▸ **Exercise 1**:
Answer these questions from the essay excerpt on the UC Davis protest:
(a) On what date did the protest at UC Davis take place?
(b) What were the students protesting against?
(c) Which artist's declaration of independence did meme creators place Lt. Pike in?
=-=-=
On the 15th of November 2011, the University of California Davis (UC Davis) faced an
outrageous phenomenon whereby students protested nonviolently against the tuition fee increase
by setting up tents and staying overnight. As a result of this action, police Lt. John Pike pepper
sprayed students after refusing to move. The representation of the image portrayed an injustice
police act, Carah and Louw assert on any person that has access to social media platforms and
internet possesses the power at hand to create and modify content based on their point of views
(2015). To further elaborate, representation influences power and hegemonic groups represent
those who hold power. Through this paper, I will analyze if memes do trivialize the issue by
using the concepts of encoding and decoding of memes that emerged after the incident, followed
by how attention is not the only factor. Additionally I will evaluate how intertextuality relates to
the use of student/ chancellor’s power and to conclude, the essay will gather all the information
mentioned in the body text in a summarized way.
Memes are tools to exercise/ express freedom of speech; they are cultural texts that serve as
mediatic vehicles for any situation. The photo below, creators have placed Lt. Pike in the 1819
declaration of independence by John Trumbull, the trend then began expanding including placing
Lt. John Pike in historical events and milestones in civil rights. This claims that the spread of
memes is sought to spread awareness, or it can also mean that it lessened the impact of how
serious the issue is.
=-=-=
▸ **Exercise 2**:
Please turn every row below into a numbered list, dropping any blank lines and leaving the pictures out of your answer.

▸ **Exercise material**:
=-=-=
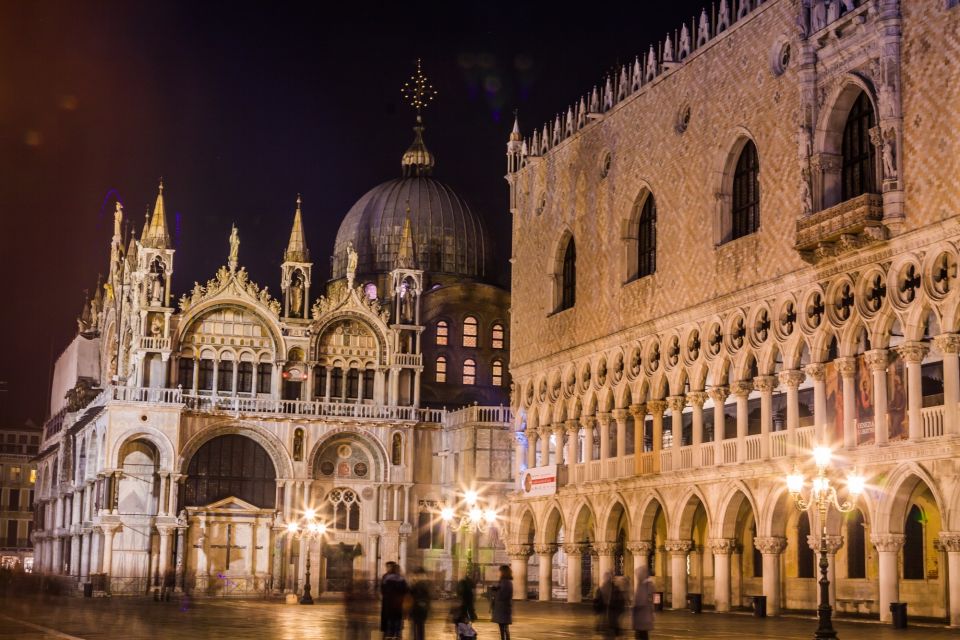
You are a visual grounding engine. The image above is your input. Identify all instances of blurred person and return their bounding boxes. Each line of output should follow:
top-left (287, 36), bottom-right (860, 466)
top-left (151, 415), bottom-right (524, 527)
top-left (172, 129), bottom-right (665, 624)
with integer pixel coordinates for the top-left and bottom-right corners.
top-left (380, 562), bottom-right (410, 640)
top-left (633, 567), bottom-right (655, 640)
top-left (490, 564), bottom-right (513, 640)
top-left (410, 567), bottom-right (433, 640)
=-=-=
▸ **Written solution 1**:
(a) The 15th of November 2011.
(b) The tuition fee increase.
(c) John Trumbull's.

▸ **Written solution 2**:
1. You are a visual grounding engine. The image above is your input. Identify all instances of blurred person and return their bounding boxes. Each line of output should follow:
2. top-left (287, 36), bottom-right (860, 466)
3. top-left (151, 415), bottom-right (524, 527)
4. top-left (172, 129), bottom-right (665, 624)
5. with integer pixel coordinates for the top-left and bottom-right corners.
6. top-left (380, 562), bottom-right (410, 640)
7. top-left (633, 567), bottom-right (655, 640)
8. top-left (490, 564), bottom-right (513, 640)
9. top-left (410, 567), bottom-right (433, 640)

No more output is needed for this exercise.